**Passage shown**:

________________________

As regards operating leasing, the answer is clear: the purpose of an agreement is to rent a car for a specified period of time. Financial elements are secondary and cannot, in themselves, lead to operating leasing being classified as a financial service.

44.

As a final, but important, remark, I should like to stress that it is, in this connection, immaterial whether, as is argued by the Agency, the lessor acquires the car at the behest of the lessee. This is typical for any type of leasing and has no bearing on whether or not a transaction constitutes a financial service.

45.

In conclusion, operating leasing does not constitute a financial service. It therefore follows that it does not have to be a ‘financial institution’, within the meaning of Article 4(1)(26) of Regulation No 575/2013, which offers such services. ( 19 )

3. Proposed reply to question 1

46.

________________________

**Material supplied**:
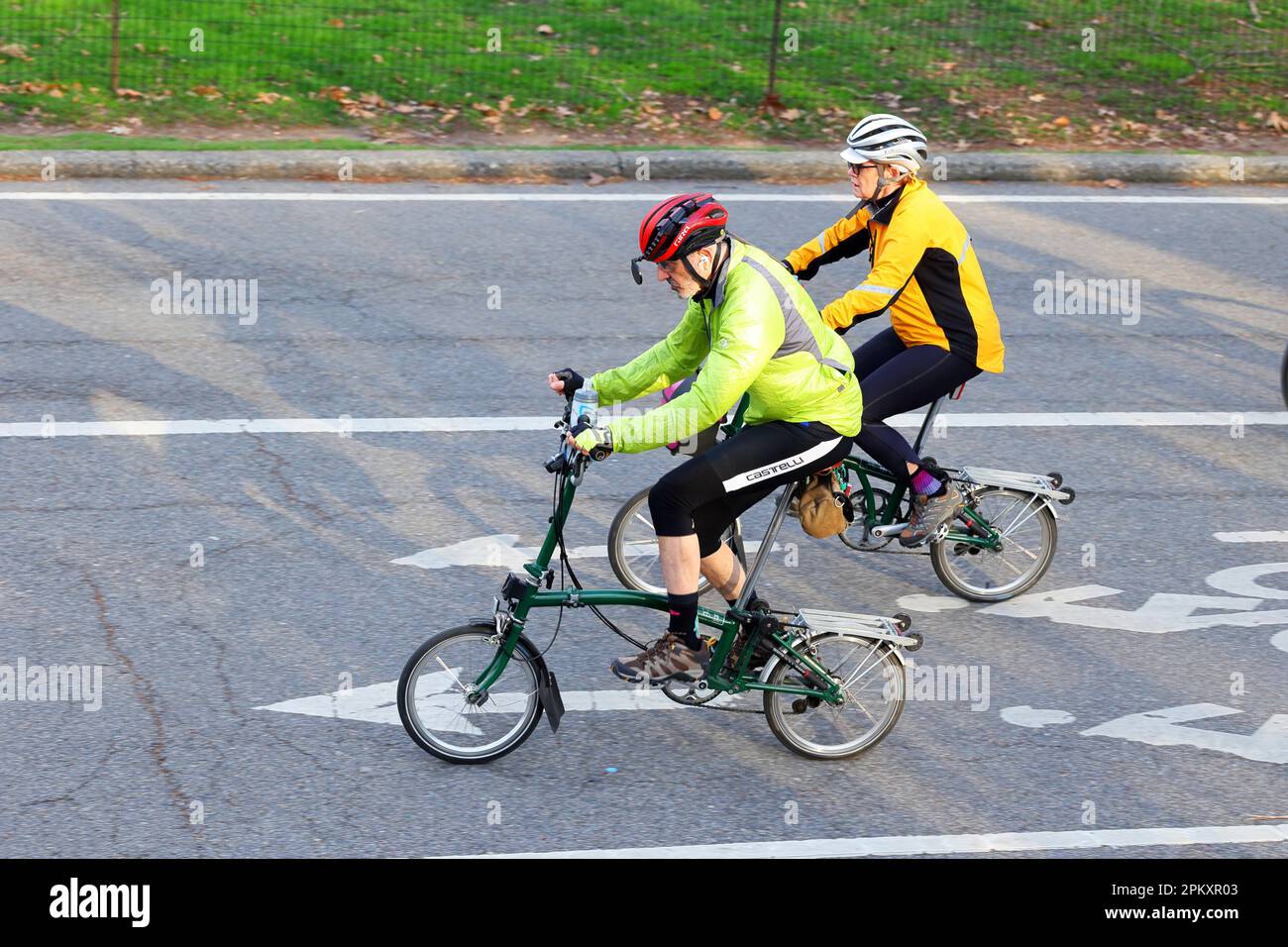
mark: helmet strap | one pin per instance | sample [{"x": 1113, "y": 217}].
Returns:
[{"x": 715, "y": 268}]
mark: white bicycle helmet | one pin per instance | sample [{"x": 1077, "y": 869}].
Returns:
[{"x": 887, "y": 140}]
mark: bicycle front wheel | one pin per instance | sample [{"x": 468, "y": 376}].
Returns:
[
  {"x": 1028, "y": 534},
  {"x": 874, "y": 685},
  {"x": 443, "y": 714},
  {"x": 632, "y": 548}
]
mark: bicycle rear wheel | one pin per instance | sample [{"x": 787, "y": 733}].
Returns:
[
  {"x": 1028, "y": 531},
  {"x": 446, "y": 718},
  {"x": 874, "y": 684}
]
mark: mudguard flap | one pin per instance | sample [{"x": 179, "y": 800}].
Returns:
[{"x": 548, "y": 692}]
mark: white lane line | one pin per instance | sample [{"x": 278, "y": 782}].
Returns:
[
  {"x": 498, "y": 551},
  {"x": 436, "y": 425},
  {"x": 1253, "y": 536},
  {"x": 939, "y": 844},
  {"x": 539, "y": 197},
  {"x": 1267, "y": 744},
  {"x": 377, "y": 702}
]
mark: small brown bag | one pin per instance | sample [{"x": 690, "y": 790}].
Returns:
[{"x": 823, "y": 510}]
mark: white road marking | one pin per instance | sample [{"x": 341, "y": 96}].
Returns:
[
  {"x": 439, "y": 425},
  {"x": 1241, "y": 579},
  {"x": 921, "y": 602},
  {"x": 940, "y": 844},
  {"x": 377, "y": 702},
  {"x": 1162, "y": 612},
  {"x": 1034, "y": 718},
  {"x": 1269, "y": 744},
  {"x": 542, "y": 197},
  {"x": 1253, "y": 536},
  {"x": 500, "y": 551}
]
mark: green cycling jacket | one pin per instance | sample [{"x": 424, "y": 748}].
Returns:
[{"x": 759, "y": 333}]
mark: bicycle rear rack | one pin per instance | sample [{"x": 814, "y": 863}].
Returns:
[
  {"x": 874, "y": 626},
  {"x": 1012, "y": 479}
]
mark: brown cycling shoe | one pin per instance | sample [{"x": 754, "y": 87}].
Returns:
[
  {"x": 664, "y": 660},
  {"x": 928, "y": 513}
]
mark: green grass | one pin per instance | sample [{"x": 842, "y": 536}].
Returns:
[
  {"x": 606, "y": 62},
  {"x": 102, "y": 141}
]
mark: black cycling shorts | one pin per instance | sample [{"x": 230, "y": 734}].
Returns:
[
  {"x": 897, "y": 379},
  {"x": 708, "y": 491}
]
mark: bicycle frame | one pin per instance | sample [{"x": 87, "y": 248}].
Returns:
[{"x": 523, "y": 592}]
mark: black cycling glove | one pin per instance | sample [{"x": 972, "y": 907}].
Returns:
[{"x": 571, "y": 379}]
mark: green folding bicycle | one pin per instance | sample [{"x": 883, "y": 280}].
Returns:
[
  {"x": 832, "y": 684},
  {"x": 999, "y": 547}
]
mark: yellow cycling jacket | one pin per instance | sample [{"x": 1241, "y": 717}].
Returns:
[
  {"x": 759, "y": 333},
  {"x": 923, "y": 270}
]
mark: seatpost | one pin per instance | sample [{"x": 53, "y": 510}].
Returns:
[
  {"x": 931, "y": 412},
  {"x": 763, "y": 553}
]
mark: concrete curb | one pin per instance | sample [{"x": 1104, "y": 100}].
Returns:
[{"x": 661, "y": 165}]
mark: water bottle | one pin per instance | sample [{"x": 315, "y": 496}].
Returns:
[{"x": 585, "y": 406}]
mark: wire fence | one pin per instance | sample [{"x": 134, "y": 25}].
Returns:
[{"x": 588, "y": 53}]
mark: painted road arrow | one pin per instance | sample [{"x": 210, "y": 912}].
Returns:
[{"x": 1163, "y": 728}]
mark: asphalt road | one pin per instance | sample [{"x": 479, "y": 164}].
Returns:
[{"x": 381, "y": 309}]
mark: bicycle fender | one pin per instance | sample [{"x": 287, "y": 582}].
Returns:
[{"x": 548, "y": 692}]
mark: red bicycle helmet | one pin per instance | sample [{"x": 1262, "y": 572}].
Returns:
[{"x": 679, "y": 226}]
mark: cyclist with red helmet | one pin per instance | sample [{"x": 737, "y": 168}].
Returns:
[{"x": 758, "y": 333}]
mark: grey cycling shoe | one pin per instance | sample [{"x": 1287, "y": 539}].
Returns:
[{"x": 928, "y": 514}]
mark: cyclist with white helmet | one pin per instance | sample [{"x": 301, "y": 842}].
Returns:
[{"x": 923, "y": 270}]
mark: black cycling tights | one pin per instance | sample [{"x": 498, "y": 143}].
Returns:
[
  {"x": 708, "y": 491},
  {"x": 896, "y": 379}
]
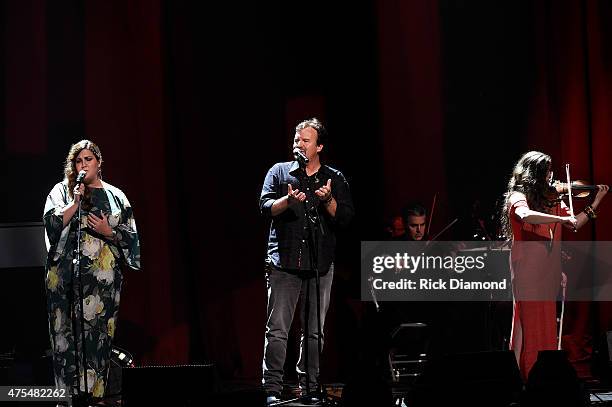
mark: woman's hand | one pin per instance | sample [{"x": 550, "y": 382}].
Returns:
[
  {"x": 99, "y": 225},
  {"x": 569, "y": 221},
  {"x": 78, "y": 191}
]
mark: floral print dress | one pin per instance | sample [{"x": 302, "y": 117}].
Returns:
[{"x": 100, "y": 267}]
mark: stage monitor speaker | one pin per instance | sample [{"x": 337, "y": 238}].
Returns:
[
  {"x": 474, "y": 379},
  {"x": 177, "y": 386},
  {"x": 554, "y": 381}
]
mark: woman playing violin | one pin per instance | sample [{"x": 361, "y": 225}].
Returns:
[{"x": 534, "y": 212}]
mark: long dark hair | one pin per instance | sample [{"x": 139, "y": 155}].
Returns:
[
  {"x": 528, "y": 177},
  {"x": 70, "y": 172}
]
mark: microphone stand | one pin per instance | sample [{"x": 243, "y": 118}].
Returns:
[
  {"x": 82, "y": 399},
  {"x": 313, "y": 221}
]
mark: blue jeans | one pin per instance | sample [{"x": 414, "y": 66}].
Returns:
[{"x": 284, "y": 291}]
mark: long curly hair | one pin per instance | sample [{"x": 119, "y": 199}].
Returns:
[
  {"x": 70, "y": 172},
  {"x": 529, "y": 177}
]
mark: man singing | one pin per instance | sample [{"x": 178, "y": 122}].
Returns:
[{"x": 307, "y": 202}]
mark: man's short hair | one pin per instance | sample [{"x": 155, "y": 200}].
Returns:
[
  {"x": 317, "y": 125},
  {"x": 413, "y": 209}
]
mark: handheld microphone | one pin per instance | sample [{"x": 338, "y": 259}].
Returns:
[
  {"x": 80, "y": 177},
  {"x": 299, "y": 156}
]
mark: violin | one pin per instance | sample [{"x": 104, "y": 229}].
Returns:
[{"x": 580, "y": 189}]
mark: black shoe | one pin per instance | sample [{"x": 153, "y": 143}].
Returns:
[{"x": 313, "y": 399}]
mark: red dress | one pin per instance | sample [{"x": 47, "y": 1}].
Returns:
[{"x": 536, "y": 280}]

________________________

**Problems**:
• 1. Would you repeat everything in the passage on operating leasing from "As a final, but" down to "services. ( 19 )"?
• 2. According to the passage on operating leasing, what is the purpose of an operating leasing agreement?
The data plays no part in what comes next.

**Responses to the exercise**:
• 1.
As a final, but important, remark, I should like to stress that it is, in this connection, immaterial whether, as is argued by the Agency, the lessor acquires the car at the behest of the lessee. This is typical for any type of leasing and has no bearing on whether or not a transaction constitutes a financial service.

45.

In conclusion, operating leasing does not constitute a financial service. It therefore follows that it does not have to be a ‘financial institution’, within the meaning of Article 4(1)(26) of Regulation No 575/2013, which offers such services. ( 19 )

• 2. To rent a car for a specified period of time.